ACTIVITY
The full set of records below is to be reproduced without a single alteration.

SOURCE DATA

- - - - -

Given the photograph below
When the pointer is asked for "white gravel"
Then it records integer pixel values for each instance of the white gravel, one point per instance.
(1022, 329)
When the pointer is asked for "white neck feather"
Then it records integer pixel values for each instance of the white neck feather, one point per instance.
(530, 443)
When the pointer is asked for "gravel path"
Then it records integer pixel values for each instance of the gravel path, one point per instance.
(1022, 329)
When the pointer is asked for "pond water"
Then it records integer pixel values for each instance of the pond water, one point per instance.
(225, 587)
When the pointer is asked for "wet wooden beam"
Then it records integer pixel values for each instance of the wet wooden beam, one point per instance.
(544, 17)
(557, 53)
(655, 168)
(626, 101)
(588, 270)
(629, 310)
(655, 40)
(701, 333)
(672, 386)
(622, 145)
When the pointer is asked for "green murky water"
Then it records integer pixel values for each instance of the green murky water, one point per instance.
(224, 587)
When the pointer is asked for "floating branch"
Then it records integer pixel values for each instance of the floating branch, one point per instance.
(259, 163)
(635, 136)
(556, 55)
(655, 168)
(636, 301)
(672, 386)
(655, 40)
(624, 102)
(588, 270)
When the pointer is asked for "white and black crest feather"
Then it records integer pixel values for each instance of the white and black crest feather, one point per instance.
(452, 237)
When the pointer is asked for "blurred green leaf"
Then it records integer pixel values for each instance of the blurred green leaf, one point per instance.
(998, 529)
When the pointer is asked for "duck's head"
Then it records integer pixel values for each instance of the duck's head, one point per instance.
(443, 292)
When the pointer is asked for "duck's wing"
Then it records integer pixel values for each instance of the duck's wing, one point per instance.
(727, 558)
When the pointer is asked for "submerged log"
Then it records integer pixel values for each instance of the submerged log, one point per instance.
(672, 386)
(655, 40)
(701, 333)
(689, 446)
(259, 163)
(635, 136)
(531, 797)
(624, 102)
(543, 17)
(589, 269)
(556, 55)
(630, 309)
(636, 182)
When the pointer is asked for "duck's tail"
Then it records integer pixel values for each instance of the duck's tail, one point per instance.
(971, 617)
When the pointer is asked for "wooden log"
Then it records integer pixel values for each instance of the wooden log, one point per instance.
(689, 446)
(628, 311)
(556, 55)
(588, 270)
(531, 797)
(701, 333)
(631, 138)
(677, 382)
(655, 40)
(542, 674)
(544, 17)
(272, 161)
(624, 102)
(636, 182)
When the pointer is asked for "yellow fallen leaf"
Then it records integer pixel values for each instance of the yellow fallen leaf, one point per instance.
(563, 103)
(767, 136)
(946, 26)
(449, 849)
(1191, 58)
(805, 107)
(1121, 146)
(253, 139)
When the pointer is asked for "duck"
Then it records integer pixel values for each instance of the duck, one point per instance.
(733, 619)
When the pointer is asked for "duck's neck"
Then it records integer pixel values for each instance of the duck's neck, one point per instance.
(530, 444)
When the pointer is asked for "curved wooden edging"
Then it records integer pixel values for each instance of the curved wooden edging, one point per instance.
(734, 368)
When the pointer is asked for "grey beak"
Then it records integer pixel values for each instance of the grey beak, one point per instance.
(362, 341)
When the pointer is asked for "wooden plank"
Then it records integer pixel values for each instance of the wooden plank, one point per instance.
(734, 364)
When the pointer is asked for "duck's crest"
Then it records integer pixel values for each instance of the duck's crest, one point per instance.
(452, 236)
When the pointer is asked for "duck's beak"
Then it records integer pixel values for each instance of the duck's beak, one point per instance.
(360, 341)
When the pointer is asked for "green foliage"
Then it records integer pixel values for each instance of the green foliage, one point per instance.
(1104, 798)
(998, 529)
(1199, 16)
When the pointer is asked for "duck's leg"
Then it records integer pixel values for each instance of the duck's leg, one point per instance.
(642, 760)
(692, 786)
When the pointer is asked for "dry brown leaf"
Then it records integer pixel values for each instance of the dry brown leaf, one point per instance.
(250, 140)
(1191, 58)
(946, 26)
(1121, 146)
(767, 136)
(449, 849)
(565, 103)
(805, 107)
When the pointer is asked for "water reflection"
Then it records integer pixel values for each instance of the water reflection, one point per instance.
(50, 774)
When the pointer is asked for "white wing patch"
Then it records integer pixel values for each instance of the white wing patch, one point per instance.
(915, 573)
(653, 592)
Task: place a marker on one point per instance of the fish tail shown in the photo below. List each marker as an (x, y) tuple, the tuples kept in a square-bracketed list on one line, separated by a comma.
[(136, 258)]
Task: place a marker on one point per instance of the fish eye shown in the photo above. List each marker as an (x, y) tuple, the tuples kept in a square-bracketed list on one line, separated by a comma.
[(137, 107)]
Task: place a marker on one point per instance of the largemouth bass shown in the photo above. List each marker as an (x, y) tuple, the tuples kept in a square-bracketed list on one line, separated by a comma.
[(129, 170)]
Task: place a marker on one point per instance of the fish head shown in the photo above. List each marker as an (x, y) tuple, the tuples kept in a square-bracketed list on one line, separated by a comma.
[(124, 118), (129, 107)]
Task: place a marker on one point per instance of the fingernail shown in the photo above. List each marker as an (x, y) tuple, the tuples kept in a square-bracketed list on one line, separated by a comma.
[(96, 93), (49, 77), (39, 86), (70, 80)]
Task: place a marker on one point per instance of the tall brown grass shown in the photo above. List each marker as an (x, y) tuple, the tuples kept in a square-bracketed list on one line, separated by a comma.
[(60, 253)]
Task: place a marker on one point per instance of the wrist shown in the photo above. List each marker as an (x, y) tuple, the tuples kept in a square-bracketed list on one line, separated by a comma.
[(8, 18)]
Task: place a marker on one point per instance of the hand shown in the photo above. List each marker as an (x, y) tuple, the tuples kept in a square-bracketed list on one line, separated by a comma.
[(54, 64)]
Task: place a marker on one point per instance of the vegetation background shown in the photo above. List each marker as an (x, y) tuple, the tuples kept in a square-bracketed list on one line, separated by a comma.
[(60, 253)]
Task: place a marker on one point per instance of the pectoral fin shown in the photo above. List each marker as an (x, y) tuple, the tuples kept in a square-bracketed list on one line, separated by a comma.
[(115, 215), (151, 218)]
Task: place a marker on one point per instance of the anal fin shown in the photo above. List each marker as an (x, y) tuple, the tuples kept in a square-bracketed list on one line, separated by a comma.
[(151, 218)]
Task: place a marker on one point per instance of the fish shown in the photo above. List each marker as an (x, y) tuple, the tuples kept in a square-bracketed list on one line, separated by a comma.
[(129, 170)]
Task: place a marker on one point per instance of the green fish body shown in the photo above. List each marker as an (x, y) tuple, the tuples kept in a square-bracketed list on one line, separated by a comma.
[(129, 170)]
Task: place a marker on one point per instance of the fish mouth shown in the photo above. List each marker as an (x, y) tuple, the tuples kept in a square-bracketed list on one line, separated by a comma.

- - - - -

TASK RESULT
Given the photograph below
When the pointer is asked for "white gravel"
Then it records integer pixel values for each instance of the white gravel, one point per instance.
(1022, 329)
When the pointer is asked for "white neck feather"
Then it records integer pixel values for each instance of the white neck feather, one point per instance.
(530, 443)
When the pointer is asked for "gravel path"
Then it records integer pixel values for each instance of the gravel path, one point per instance.
(1022, 329)
When the pointer is asked for "pond water"
Then it records integer pixel values for each instance of the pond water, one point per instance.
(225, 587)
When the pointer is asked for "wet wooden beam"
Then it records integer pixel values for each instance of the wet wooden beam, one point per instance.
(544, 17)
(557, 53)
(655, 168)
(626, 101)
(588, 270)
(629, 310)
(655, 40)
(701, 333)
(672, 386)
(622, 145)
When the pointer is asked for "green murky water"
Then it records integer pixel values for each instance of the green murky water, one point per instance.
(224, 587)
When the pointer is asked for "floating branch"
Then it records integer pixel values for each instance of the floating branch, one point per instance.
(259, 163)
(635, 136)
(556, 55)
(655, 168)
(636, 301)
(672, 386)
(655, 40)
(624, 102)
(588, 270)
When the pointer is asked for "white and black crest feather"
Then it records integer pixel values for each instance of the white and black crest feather, one point per instance.
(452, 237)
When the pointer is asked for "blurred green leaf"
Then it records integer pixel values for each instance of the blurred green leaf, one point per instance.
(998, 529)
When the pointer is asked for "duck's head"
Then it records integer pixel values for each instance of the duck's head, one point per instance.
(443, 292)
When the pointer is asked for "duck's wing"
Then it records integer pixel values for each instance of the duck's wing, one point per instance.
(727, 558)
When the pointer is asked for "submerged log"
Then it records integer pixel values for each instance of the submerged log, one point per instance.
(672, 386)
(655, 40)
(701, 333)
(689, 446)
(259, 163)
(635, 136)
(531, 797)
(624, 102)
(543, 17)
(589, 269)
(556, 55)
(630, 309)
(636, 182)
When the pointer is asked for "duck's tail"
Then it records integer pixel values for each instance of the duck's tail, one point per instance.
(971, 617)
When the pointer is asked for "wooden log"
Then it records integer pixel values for each instance of the wooden log, one point per instance.
(689, 446)
(628, 311)
(556, 55)
(588, 270)
(531, 797)
(701, 333)
(631, 138)
(677, 382)
(655, 40)
(542, 674)
(544, 17)
(272, 161)
(624, 102)
(636, 182)
When the pointer is asked for "yellow fallen leaf"
Then it records integer pixel values for each instance of the yellow fallen leaf, one point per instance.
(563, 103)
(767, 136)
(946, 26)
(449, 849)
(1191, 58)
(805, 107)
(1121, 146)
(253, 139)
When the pointer is asked for "duck"
Then it records integer pixel values for each instance of the duck, one point per instance.
(733, 619)
When the pointer is asked for "duck's neck"
Then it records integer pixel values for each instance of the duck's neck, one point per instance.
(530, 444)
When the pointer is asked for "curved wooden edging"
Then it records integer pixel values for each instance of the curved wooden edging, one point per instance.
(734, 368)
When the pointer is asked for "grey beak"
Then it records integer pixel values for each instance of the grey beak, one point per instance.
(362, 341)
When the pointer is asked for "wooden plank"
Then it records integer pixel values for each instance of the wooden plank, one point per instance.
(734, 364)
When the pointer is asked for "duck's crest"
Then it records integer pixel values for each instance of the duck's crest, one point per instance.
(452, 236)
When the pointer is asked for "duck's beak"
Then it records integer pixel values for each instance of the duck's beak, one point per instance.
(360, 341)
When the pointer is asked for "green foliage"
Then it records integer pixel values for each instance of the green foliage, one point per instance.
(1104, 798)
(998, 529)
(1199, 16)
When the pointer is asked for "duck's leg"
Then it records integer pixel values for each instance of the duck's leg, one point per instance.
(642, 760)
(692, 786)
When the pointer is asked for "dry brown leaf"
Then it records integer pixel values for each instance of the dry brown leaf, one point per instance.
(250, 140)
(1191, 58)
(946, 26)
(1121, 146)
(767, 136)
(449, 849)
(565, 103)
(805, 107)
When the pointer is asked for "water reflection"
Then it records integer pixel values for each instance of the water reflection, one point per instance.
(50, 774)
When the pointer is asked for "white wing patch"
Then it records integer pixel values for each instance of the white wing patch, one point per instance.
(915, 573)
(653, 592)
Task: place a marker on one point per instance of the fish tail shown in the photo below. List each marker as an (x, y) tuple, the tuples kept in a square-bracketed list on one line, separated by a comma.
[(136, 258)]
Task: place a marker on one point per instance of the fish eye shown in the photo above. List each marker as an (x, y) tuple, the tuples kept in a square-bracketed list on one line, separated by a comma.
[(137, 107)]
Task: place a marker on one point per instance of the largemouth bass shown in the photo above. List each marker as an (x, y) tuple, the tuples kept in a square-bracketed list on one line, separated by a comma.
[(129, 170)]
Task: place a marker on one point per instance of the fish head shown in the photo above. List each marker as an (x, y) tuple, the tuples kept in a square-bracketed list on one line, separated by a comma.
[(124, 118), (129, 107)]
Task: place a marker on one point per instance of the fingernail shown in the photo above. List each marker as an (x, y) tuple, the tuples kept in a square-bracketed list on one line, separated by a comma.
[(96, 93), (49, 77), (39, 86), (70, 80)]
Task: place a marker on one point per instance of the tall brown grass shown in the photo above. List each marker as an (x, y) tuple, the tuples kept in a square-bracketed list on one line, separated by a comma.
[(60, 253)]
Task: place a marker on one point per instance of the wrist shown in the photo above. List each marker as an (x, y) tuple, the tuples kept in a square-bracketed list on one line, separated by a comma.
[(8, 18)]
Task: place a marker on one point per instance of the hand shown in the photo above. List each marker as an (x, y) tuple, the tuples kept in a square-bracketed list on one line, separated by a comma.
[(54, 64)]
Task: place a marker on one point per instance of the vegetation background shown in the photo above. List each marker as an (x, y) tuple, the tuples kept in a square-bracketed list on one line, separated by a comma.
[(60, 253)]
Task: place a marker on one point per instance of the pectoral fin shown in the photo above. List each marker as an (x, y) tuple, the tuples kept in a square-bracketed list on one line, separated by a comma.
[(115, 215), (151, 218)]
Task: place a marker on one point per instance of the anal fin shown in the photo above. List each marker as an (x, y) tuple, the tuples kept in a square-bracketed list on one line, separated by a comma.
[(151, 218)]
Task: place a marker on one point per instance of the fish shown in the photo above. List each marker as an (x, y) tuple, the tuples kept in a square-bracketed list on one line, separated by a comma.
[(129, 170)]
Task: place a marker on one point per instance of the green fish body shown in the photo above. List each marker as an (x, y) tuple, the tuples kept in a square-bracketed list on one line, separated by a comma.
[(129, 170)]
Task: place a marker on one point per instance of the fish mouth shown in the photo above. List each marker as an (x, y) tuple, the tuples kept in a square-bracketed list on one line, separated by a comma.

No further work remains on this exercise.